* AIM OF THE EXERCISE
Could you repeat the whole listing below exactly as it stands?

* RECORDS FOR THE EXERCISE
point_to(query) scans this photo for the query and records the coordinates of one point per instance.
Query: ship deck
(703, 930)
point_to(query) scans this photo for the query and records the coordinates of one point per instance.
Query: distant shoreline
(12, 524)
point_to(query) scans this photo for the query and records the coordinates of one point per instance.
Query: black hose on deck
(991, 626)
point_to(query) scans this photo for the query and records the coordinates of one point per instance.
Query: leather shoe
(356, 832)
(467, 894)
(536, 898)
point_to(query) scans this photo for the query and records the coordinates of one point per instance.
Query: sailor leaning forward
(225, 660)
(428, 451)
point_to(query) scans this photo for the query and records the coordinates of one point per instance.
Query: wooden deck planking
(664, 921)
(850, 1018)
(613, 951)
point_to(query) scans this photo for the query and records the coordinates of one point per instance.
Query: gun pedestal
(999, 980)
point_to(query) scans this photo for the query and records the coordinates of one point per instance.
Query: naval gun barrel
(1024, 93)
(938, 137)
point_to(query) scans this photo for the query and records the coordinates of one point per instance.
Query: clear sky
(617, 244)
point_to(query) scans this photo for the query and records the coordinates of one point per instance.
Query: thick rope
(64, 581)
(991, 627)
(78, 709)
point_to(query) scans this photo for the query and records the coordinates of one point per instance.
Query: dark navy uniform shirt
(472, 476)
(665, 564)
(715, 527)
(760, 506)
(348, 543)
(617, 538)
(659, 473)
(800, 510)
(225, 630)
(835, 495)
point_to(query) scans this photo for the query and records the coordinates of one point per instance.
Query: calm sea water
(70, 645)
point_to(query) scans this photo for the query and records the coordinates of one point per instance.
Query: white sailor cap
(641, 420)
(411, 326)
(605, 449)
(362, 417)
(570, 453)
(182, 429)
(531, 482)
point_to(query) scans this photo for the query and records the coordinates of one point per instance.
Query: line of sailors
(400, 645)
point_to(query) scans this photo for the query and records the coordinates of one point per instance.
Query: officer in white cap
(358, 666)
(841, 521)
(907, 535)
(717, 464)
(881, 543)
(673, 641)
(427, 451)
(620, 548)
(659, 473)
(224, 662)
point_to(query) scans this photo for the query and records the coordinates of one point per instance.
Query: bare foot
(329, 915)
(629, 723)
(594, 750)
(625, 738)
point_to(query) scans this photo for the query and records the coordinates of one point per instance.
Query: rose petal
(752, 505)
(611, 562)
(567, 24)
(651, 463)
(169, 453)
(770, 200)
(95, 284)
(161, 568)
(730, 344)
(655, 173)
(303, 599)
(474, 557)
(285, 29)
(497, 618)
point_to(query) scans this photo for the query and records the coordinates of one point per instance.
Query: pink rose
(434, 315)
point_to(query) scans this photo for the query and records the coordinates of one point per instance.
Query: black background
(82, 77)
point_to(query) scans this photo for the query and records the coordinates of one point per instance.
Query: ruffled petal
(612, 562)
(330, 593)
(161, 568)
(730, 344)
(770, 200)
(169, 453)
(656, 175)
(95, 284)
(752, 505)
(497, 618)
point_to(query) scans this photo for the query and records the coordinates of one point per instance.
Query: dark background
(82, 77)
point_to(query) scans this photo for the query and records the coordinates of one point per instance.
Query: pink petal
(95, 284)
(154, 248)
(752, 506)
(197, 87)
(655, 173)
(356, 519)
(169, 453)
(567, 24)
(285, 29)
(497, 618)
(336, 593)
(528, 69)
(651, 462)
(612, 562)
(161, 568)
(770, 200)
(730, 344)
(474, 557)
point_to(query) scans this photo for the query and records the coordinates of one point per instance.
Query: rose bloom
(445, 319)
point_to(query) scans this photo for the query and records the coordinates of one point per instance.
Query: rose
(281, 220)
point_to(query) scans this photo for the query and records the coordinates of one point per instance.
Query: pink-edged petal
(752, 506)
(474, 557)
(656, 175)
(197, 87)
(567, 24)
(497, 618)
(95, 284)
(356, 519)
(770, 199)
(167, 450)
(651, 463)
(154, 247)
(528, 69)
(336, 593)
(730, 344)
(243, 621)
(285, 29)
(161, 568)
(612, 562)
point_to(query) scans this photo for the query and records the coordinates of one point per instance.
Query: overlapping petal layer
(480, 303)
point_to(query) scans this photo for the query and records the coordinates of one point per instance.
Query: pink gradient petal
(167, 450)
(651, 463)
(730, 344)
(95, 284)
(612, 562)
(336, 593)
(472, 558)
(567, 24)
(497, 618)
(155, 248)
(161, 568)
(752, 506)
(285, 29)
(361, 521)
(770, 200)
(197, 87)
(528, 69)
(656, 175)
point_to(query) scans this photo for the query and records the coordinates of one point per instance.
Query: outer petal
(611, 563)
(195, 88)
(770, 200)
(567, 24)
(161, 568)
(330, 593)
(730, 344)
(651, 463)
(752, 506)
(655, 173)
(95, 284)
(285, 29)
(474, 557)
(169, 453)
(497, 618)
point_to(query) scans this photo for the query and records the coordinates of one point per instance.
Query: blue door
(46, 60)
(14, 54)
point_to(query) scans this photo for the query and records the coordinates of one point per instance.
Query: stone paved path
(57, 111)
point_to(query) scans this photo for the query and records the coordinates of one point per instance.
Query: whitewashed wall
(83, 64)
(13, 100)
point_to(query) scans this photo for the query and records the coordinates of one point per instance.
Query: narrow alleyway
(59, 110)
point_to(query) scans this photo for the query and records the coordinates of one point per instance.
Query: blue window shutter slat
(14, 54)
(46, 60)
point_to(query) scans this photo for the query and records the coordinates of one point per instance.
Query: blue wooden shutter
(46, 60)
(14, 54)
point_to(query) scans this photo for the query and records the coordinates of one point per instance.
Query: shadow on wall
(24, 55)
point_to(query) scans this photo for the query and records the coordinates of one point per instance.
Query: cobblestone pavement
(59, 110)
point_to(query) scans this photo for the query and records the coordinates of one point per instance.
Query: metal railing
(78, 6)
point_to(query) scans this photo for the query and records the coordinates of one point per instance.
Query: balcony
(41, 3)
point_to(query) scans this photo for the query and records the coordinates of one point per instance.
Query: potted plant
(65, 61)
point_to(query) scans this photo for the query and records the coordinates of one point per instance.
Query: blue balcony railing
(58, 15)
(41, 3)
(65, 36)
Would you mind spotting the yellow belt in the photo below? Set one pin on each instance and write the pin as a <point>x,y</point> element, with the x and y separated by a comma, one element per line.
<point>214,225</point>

* RESPONSE TO THE EXERCISE
point_to(query) scans this photo for the query and records the coordinates of one point per instance.
Query: ship deck
(703, 930)
point_to(query) scans this photo for the query and records the coordinates of one point per instance.
Query: distant shoreline
(12, 524)
point_to(query) scans this photo for the query and records the coordinates of one point per instance.
Query: black hose on deck
(991, 626)
point_to(query) scans this photo for the query and records the coordinates of one point per instance.
Query: leather shoe
(356, 832)
(467, 894)
(536, 898)
point_to(query) scans this photo for the query and records the coordinates of one point per instance.
Query: sailor leaning forward
(225, 660)
(428, 451)
point_to(query) scans this photo for the query and records the coordinates of one point per instance.
Query: wooden deck planking
(664, 921)
(850, 1018)
(613, 951)
point_to(query) scans this photo for the query and records the coordinates of one point per instance.
Query: gun pedestal
(999, 980)
point_to(query) scans this photo for the query and records the coordinates of one point per instance.
Query: naval gun barrel
(1024, 93)
(938, 137)
point_to(query) scans this photo for the query and records the coordinates of one point per instance.
Query: clear sky
(617, 244)
point_to(query) scans this photo for the query and records the coordinates of one point per instance.
Query: thick rope
(64, 581)
(991, 627)
(78, 709)
point_to(query) scans this photo for the query and records the coordinates of one point per instance.
Query: dark navy uniform shirt
(472, 476)
(665, 564)
(715, 527)
(760, 506)
(348, 543)
(617, 538)
(659, 473)
(800, 510)
(225, 630)
(835, 495)
point_to(query) scans this photo for the query and records the coordinates of one point per instance.
Query: calm sea water
(70, 645)
point_to(query) scans this photo for the query and records the coordinates of one point per instance.
Query: white sailor cap
(641, 420)
(411, 326)
(605, 449)
(362, 417)
(570, 453)
(182, 429)
(531, 482)
point_to(query) scans this photo for the query and records the coordinates of one point per instance.
Query: line of sailors
(400, 645)
point_to(query) scans this photo for the query and records the coordinates of one point per instance.
Query: officer in white cap
(358, 666)
(841, 521)
(907, 535)
(717, 464)
(881, 543)
(673, 641)
(427, 451)
(620, 548)
(659, 473)
(224, 662)
point_to(query) scans this photo for the query and records the coordinates of one point per instance.
Query: bare foot
(329, 915)
(629, 723)
(594, 750)
(625, 738)
point_to(query) scans this photo for the query and records the coordinates of one point per instance.
Query: rose petal
(752, 505)
(611, 562)
(567, 24)
(651, 463)
(169, 453)
(770, 200)
(95, 284)
(161, 568)
(730, 344)
(655, 173)
(303, 599)
(474, 557)
(285, 29)
(497, 618)
point_to(query) scans this photo for the query and records the coordinates of one point per instance.
Query: pink rose
(434, 315)
point_to(query) scans this photo for the query and records the coordinates of one point per instance.
Query: black background
(82, 77)
point_to(query) scans this photo for the query and records the coordinates of one point per instance.
Query: ruffled petal
(612, 562)
(330, 593)
(161, 568)
(730, 344)
(770, 200)
(169, 453)
(656, 175)
(95, 284)
(752, 505)
(497, 618)
point_to(query) scans this photo for the query and records the coordinates of one point per instance.
Query: dark background
(82, 77)
point_to(query) scans this photo for the query and records the coordinates of one point per instance.
Query: pink petal
(95, 284)
(154, 248)
(752, 506)
(197, 87)
(655, 173)
(356, 519)
(169, 453)
(567, 24)
(285, 29)
(497, 618)
(336, 593)
(528, 69)
(651, 462)
(612, 562)
(161, 568)
(770, 200)
(730, 344)
(474, 557)
point_to(query) scans this photo for the query and records the coordinates of one point per instance.
Query: rose bloom
(445, 319)
point_to(query) scans this photo for the query and records the coordinates of one point per instance.
Query: rose
(281, 220)
point_to(query) scans this photo for the query and records the coordinates of one point per instance.
Query: pink-edged petal
(752, 506)
(474, 557)
(656, 175)
(197, 87)
(567, 24)
(497, 618)
(95, 284)
(356, 519)
(770, 199)
(167, 450)
(651, 463)
(154, 247)
(528, 69)
(336, 593)
(730, 344)
(243, 621)
(285, 29)
(161, 568)
(612, 562)
point_to(query) scans this photo for the query and records the coordinates of one point per instance.
Query: overlapping petal layer
(480, 303)
point_to(query) scans this photo for the query and records the coordinates of one point per instance.
Query: pink gradient petal
(167, 450)
(651, 463)
(730, 344)
(95, 284)
(612, 562)
(336, 593)
(472, 558)
(567, 24)
(497, 618)
(155, 248)
(161, 568)
(752, 506)
(285, 29)
(361, 521)
(770, 200)
(197, 87)
(528, 69)
(656, 175)
point_to(query) scans this photo for the query and records the coordinates of one point per instance.
Query: outer petal
(611, 563)
(195, 88)
(770, 200)
(567, 24)
(161, 568)
(330, 593)
(730, 344)
(651, 463)
(752, 506)
(655, 173)
(95, 284)
(285, 29)
(474, 557)
(169, 453)
(497, 618)
point_to(query) scans this photo for the query and records the coordinates of one point per instance.
Query: blue door
(46, 60)
(14, 54)
point_to(query) scans this photo for the query and records the coordinates of one point per instance.
Query: stone paved path
(57, 111)
point_to(query) scans this photo for the query and records the coordinates of one point per instance.
Query: whitewashed wall
(83, 64)
(13, 100)
point_to(query) scans this photo for the query and records the coordinates of one point per instance.
Query: narrow alleyway
(59, 110)
point_to(query) scans this photo for the query and records the coordinates of one point per instance.
Query: blue window shutter slat
(14, 54)
(46, 60)
point_to(query) scans this photo for the query and records the coordinates of one point per instance.
Query: blue wooden shutter
(46, 60)
(14, 54)
point_to(query) scans this photo for the query and records the coordinates of one point per instance.
Query: shadow on wall
(24, 55)
point_to(query) scans this photo for the query and records the coordinates of one point per instance.
Query: cobblestone pavement
(59, 110)
point_to(query) scans this photo for the query and records the coordinates of one point per instance.
Query: metal railing
(78, 6)
point_to(query) scans this photo for the query and records the coordinates of one point per instance.
Query: balcony
(41, 3)
point_to(query) scans this photo for the query and records the coordinates of one point per instance.
Query: potted plant
(65, 61)
point_to(query) scans this photo for the query and records the coordinates of one point per instance.
Query: blue balcony railing
(58, 15)
(41, 3)
(65, 36)
Would you mind spotting the yellow belt in the photo below? Set one pin on each instance and write the pin as a <point>x,y</point> element, with the x and y separated by a comma, one element per line.
<point>214,225</point>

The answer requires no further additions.